**Énoncé**
Recopiez le passage de l'extrait sur la corruption qui va de « Pour cela, nous » à « la lutte anti-corruption. », en remplaçant « dispositifs » par « mécanismes ».

**Extrait fourni**
────────

La notion de corruption renvoie à l’idée d’altération. Altération de valeurs professionnelles et/ou éthiques qui fait abuser d’une position de confiance, dans le but d’un avantage injustifié.

La corruption recouvre aussi bien l’initiative de la personne qui est en position de confiance et on parle alors de corruption active ; que l’acceptation par elle d’une offre faite, et il s’agit alors de corruption passive.

Généralement commandée par un intérêt immédiat et stricto personnel dans le cadre d’opérations de tous ordres, la corruption est presque omniprésente. On la relève dans le milieu des affaires aussi bien que dans la vie politique, dans la bureaucratie comme dans la police, au sein de la justice, etc.

Elle se manifeste sous diverses formes allant de ce qui est communément appelé « dessous de table » ou « bakchich » souvent tolérés dans les pays pauvres, aux relations douteuses entre les entreprises et les autorités qui influencent les contrats gouvernementaux, sans oublier les « petits cadeaux » qui finissent par ancrer le mal. La liste est longue, des types de corruption.

Combattre la corruption impose que des poursuites soient engagées conformément aux dispositions pénales incriminant et réprimant ce comportement préjudiciable aux collectivités. Et c’est la que se dégage le premier défi en ce que l’acte de corruption n’est pas facile à déceler, et lorsqu’on y parvient, encore faut-il l’établir. Ce caractère diffus, point commun avec l’acte de blanchiment, fait que les outils pour débusquer celui-ci contribuent incidemment, comme souligné plus loin, à mettre à jour des actes de corruption.

L’autre rapport étroit avec le blanchiment est que les fonds de la corruption empruntent forcément les chemins du blanchiment pour avoir une apparence légitime. La corruption constitue ainsi un acte délictuel sous-jacent au blanchiment. De ce fait, il est opportun d’établir en quoi et comment la lutte contre le blanchiment de capitaux illicites peut aider à lutter contre la corruption.

Pour cela, nous évoquerons les dispositifs en place dans un premier temps, avant de nous pencher sur le rôle de la Cellule de renseignements financiers (Crf) en tant que pilier de la lutte anti-corruption.

────────

**Données fournies**
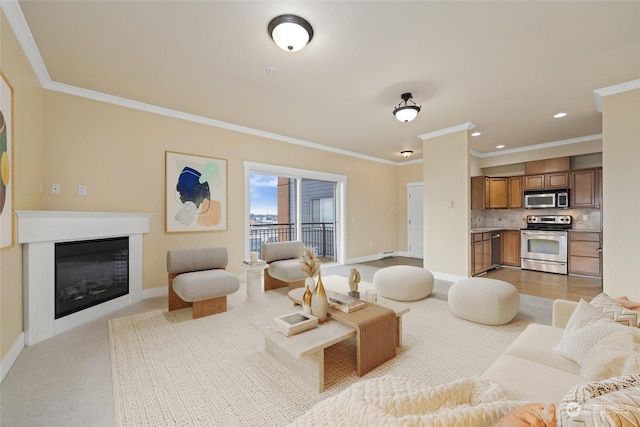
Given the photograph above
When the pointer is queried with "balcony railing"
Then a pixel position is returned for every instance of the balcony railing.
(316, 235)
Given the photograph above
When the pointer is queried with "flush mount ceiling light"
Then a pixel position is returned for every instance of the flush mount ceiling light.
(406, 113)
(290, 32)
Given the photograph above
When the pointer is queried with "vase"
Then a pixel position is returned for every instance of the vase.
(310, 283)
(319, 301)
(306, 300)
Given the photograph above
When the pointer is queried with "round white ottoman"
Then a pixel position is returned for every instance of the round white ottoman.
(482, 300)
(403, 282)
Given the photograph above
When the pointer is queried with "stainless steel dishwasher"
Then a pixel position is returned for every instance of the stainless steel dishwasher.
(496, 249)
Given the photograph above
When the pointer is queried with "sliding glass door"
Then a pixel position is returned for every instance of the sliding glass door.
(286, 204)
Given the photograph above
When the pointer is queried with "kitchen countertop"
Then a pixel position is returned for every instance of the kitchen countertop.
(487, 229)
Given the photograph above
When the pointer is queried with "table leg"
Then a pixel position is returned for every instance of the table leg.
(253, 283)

────────

**Résultat**
Pour cela, nous évoquerons les mécanismes en place dans un premier temps, avant de nous pencher sur le rôle de la Cellule de renseignements financiers (Crf) en tant que pilier de la lutte anti-corruption.